### Exercise:
Copy each of the rows below word for word, with no changes.

### Listed records:
━━━━━━━━━━
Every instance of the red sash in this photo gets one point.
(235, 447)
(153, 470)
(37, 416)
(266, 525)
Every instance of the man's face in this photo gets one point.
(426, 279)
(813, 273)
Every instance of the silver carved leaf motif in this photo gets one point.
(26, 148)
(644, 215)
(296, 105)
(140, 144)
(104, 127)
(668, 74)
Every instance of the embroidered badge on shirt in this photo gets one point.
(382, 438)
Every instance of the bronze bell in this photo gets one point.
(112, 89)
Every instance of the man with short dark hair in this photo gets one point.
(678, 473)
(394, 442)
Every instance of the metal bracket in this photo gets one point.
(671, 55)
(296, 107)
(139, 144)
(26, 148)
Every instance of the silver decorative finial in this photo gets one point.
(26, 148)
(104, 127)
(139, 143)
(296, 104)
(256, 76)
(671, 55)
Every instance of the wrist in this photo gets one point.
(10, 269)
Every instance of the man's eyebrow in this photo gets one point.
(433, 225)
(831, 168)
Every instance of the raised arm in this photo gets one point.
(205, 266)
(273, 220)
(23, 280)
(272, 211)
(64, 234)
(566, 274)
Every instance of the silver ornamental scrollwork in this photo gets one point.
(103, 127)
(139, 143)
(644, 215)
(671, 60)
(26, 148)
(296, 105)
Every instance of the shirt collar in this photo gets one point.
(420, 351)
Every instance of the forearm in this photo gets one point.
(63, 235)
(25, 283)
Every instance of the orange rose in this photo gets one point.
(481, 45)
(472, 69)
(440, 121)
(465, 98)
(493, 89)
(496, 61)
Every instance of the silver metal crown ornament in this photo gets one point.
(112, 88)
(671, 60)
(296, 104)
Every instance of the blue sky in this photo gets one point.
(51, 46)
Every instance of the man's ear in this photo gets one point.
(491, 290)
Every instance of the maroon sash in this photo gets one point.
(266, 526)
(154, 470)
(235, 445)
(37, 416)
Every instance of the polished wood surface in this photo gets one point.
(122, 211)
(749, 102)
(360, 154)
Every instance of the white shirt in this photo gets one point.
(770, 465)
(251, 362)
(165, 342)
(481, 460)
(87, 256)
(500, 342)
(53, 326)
━━━━━━━━━━
### Task answer:
Every instance of the red sash in this photo gets one point.
(235, 447)
(153, 470)
(37, 416)
(266, 525)
Every instance of the man's face in this photo gets one point.
(426, 279)
(813, 273)
Every instance of the silver carved leaf motif in this photo gets one point.
(26, 148)
(644, 215)
(296, 105)
(140, 144)
(104, 127)
(668, 74)
Every instance of the embroidered badge on shirt in this photo gets one point.
(382, 438)
Every instance of the bronze bell in this photo gets one point.
(112, 89)
Every instance of the man with short dark hair in this photo gets one point.
(678, 473)
(394, 442)
Every instance of the metal bracket in this photo gets one point.
(671, 55)
(296, 107)
(139, 144)
(26, 148)
Every instance of the silver decorative finial in this photo gets one point.
(26, 148)
(104, 127)
(139, 143)
(296, 104)
(256, 76)
(671, 55)
Every instance of the wrist in this photo gets one point.
(10, 269)
Every instance of the man's eyebrow in this photo gets one point.
(433, 225)
(831, 168)
Every instance of the raised arm in this photo gets one point.
(205, 266)
(273, 220)
(23, 280)
(272, 211)
(64, 234)
(566, 274)
Every instance of the silver ornamental scrollwork in this photo gets one point.
(103, 127)
(139, 143)
(644, 215)
(671, 60)
(26, 148)
(296, 105)
Every instance of the shirt collar in this photo gets one point.
(420, 351)
Every instance of the forearm in this photo gets one point.
(63, 235)
(25, 283)
Every instance of the orange rose in this photo gets one point.
(481, 45)
(472, 69)
(440, 121)
(465, 98)
(493, 89)
(496, 61)
Every instance of the silver metal crown ornament in this photo gets one point.
(112, 88)
(671, 60)
(296, 104)
Every instance of the blue sky in this photo gets one point.
(51, 46)
Every instance of the man's ear in this photo gets one point.
(491, 290)
Every instance of the maroon sash in this photo gets one point.
(266, 526)
(154, 470)
(235, 445)
(37, 416)
Every instance of the polished wood surface in this photo gets one point.
(122, 211)
(749, 102)
(360, 154)
Every instance of the white shirt in this photo gets one point.
(770, 465)
(251, 362)
(165, 342)
(481, 460)
(87, 256)
(500, 342)
(53, 326)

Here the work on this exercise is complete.